**Article**
* Start *
If you read the documentation on the Sun website, you’ll notice that the “medium” configuration I’m currently testing has “8 cores”, which, if you remember my previous post on the T2000, you migh interpret as being capable of doing 8 different things at the same time. In the startup messages I’ve posted, you could see it presents itself to the operating system as 32 CPU’s, which you might interpret as being capable of doing 32 different things at the same time.
So which is it? 8? 32?
With these new ways of doing processing and having multiple CPU’s in the same chip, sharing some resources, it isn’t as black and white as it used to be back when each CPU in a computer was a seperate chip. So, let’s see if we can find out what the “real” number is.
Maarten asked me why I didn’t do a parallel build of some software, and that’s exactly what I used to see if I could find an answer. PHP is a Open Source computer language. This weblog uses it to generate the web page you’re reading. Compiling that software takes 3 minutes 5 seconds on my 3.2 GHZ Pentium 4. If use exactly the same build method on the T2000, it takes about 27 and a half minute. Sounds awful, but remember that this method would use only about 1/32 of the capacity of the Sun. Maarten’s question was why I wasn’t using the tools that would split the job in a lot of small things that could be done in parallel.
Part of the job can be done in parallel – PHP is a large collection of small source files written in de C language, and compiling each of those files can be done independently from all the others. The results must be combined into a few libraries and applications, and those steps cannot be done in parallel. A rough guess is that about half the work of building PHP cannot be done in parallel, and must therefore be done the “slow” way. This shows that building software is not the best thing to buy a T2000 for, but it allows me to test the machine in one way: how many things can be done in parallel? 8? 32? A number in between?
* End *
**Tasks to perform**
A – State whether each statement agrees with the post on the T2000, answering yes or no and quoting the deciding words. (i) The T2000 presents itself to the operating system as 32 CPUs. (ii) Every step of building PHP can be done in parallel. (iii) Compiling PHP on the 3.2 GHz Pentium 4 takes 3 minutes 5 seconds.
B – Reproduce the post on the T2000 word for word, from "If you read" down to "is it? 8? 32?".
The material that comes next is separate from the post on the T2000.

**Recorded information**
* Start *
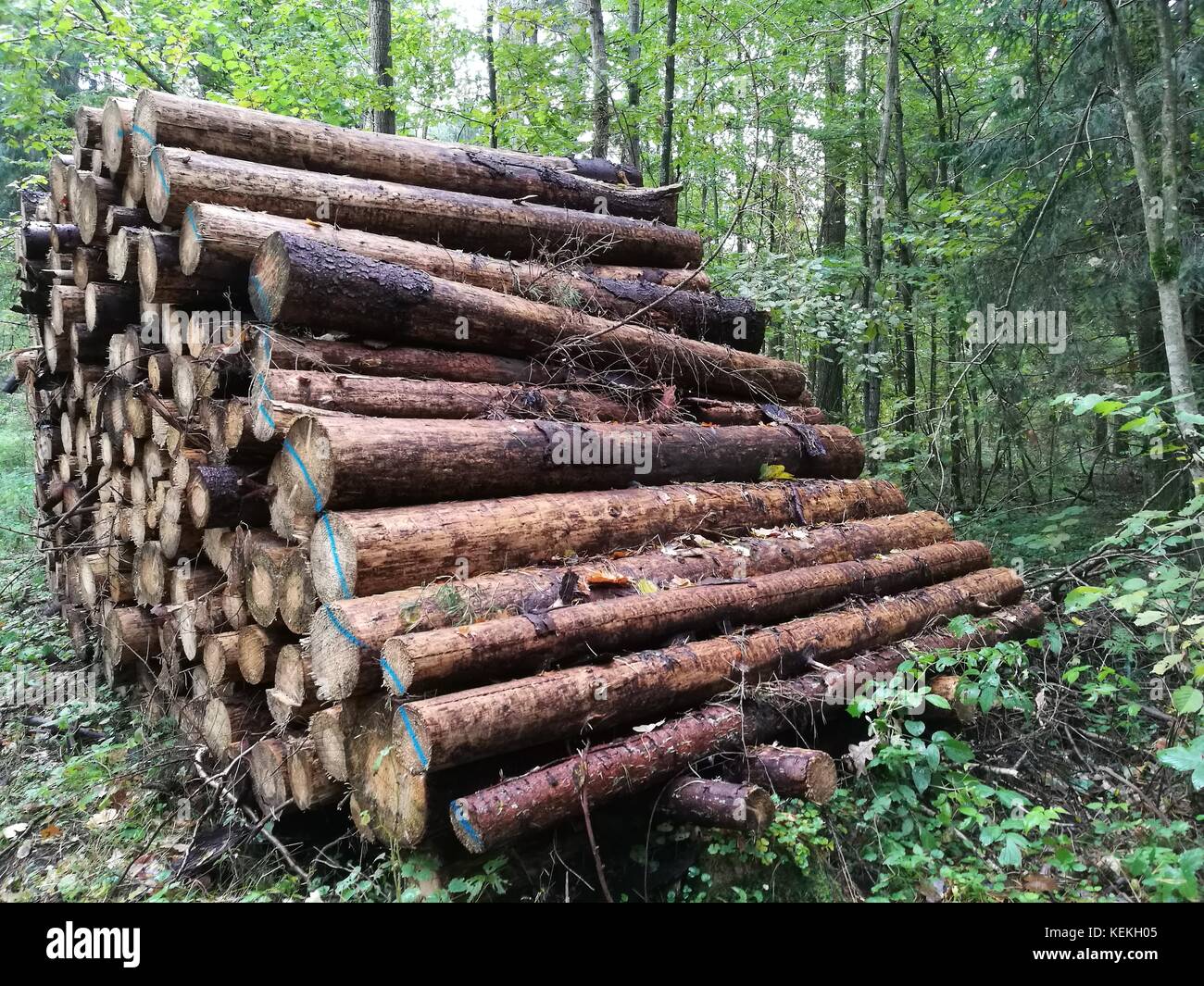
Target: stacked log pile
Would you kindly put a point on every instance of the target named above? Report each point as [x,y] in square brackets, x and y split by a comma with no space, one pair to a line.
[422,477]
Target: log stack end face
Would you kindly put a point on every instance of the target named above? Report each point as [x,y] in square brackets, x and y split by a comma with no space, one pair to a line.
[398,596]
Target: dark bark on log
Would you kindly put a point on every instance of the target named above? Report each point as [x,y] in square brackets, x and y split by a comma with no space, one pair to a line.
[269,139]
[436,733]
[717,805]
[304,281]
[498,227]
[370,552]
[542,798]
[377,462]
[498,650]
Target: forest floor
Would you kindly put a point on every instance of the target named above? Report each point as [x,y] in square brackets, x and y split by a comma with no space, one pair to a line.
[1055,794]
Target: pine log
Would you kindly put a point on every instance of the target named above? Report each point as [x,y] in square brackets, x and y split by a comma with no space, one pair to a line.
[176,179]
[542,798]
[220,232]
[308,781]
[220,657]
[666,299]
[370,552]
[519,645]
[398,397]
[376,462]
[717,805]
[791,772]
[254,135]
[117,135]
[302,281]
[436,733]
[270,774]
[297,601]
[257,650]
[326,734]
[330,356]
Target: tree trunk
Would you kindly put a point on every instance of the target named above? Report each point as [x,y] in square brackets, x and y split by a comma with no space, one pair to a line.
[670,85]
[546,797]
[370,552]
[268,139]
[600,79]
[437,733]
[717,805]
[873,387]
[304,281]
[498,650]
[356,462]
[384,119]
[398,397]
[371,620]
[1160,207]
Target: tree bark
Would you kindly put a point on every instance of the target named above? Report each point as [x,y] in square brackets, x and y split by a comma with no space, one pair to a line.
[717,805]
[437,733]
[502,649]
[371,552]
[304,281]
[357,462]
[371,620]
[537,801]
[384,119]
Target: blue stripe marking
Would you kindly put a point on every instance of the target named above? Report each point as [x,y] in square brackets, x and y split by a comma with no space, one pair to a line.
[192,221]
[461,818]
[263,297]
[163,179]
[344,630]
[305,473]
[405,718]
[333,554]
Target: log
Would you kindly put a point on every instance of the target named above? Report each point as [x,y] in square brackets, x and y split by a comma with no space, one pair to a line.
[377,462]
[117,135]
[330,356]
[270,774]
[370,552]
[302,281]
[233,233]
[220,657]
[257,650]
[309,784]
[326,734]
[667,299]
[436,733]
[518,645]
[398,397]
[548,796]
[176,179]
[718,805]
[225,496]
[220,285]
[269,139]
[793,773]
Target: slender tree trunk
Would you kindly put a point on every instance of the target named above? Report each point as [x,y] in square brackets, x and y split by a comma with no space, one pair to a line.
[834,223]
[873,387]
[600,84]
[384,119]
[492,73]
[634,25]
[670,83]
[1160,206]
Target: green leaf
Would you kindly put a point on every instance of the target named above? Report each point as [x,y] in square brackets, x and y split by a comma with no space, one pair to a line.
* End *
**Written responses**
A –
(i) Yes: "it presents itself to the operating system as 32 CPU’s"
(ii) No: "The results must be combined into a few libraries and applications, and those steps cannot be done in parallel."
(iii) Yes: "Compiling that software takes 3 minutes 5 seconds on my 3.2 GHZ Pentium 4."

B –
If you read the documentation on the Sun website, you’ll notice that the “medium” configuration I’m currently testing has “8 cores”, which, if you remember my previous post on the T2000, you migh interpret as being capable of doing 8 different things at the same time. In the startup messages I’ve posted, you could see it presents itself to the operating system as 32 CPU’s, which you might interpret as being capable of doing 32 different things at the same time.
So which is it? 8? 32?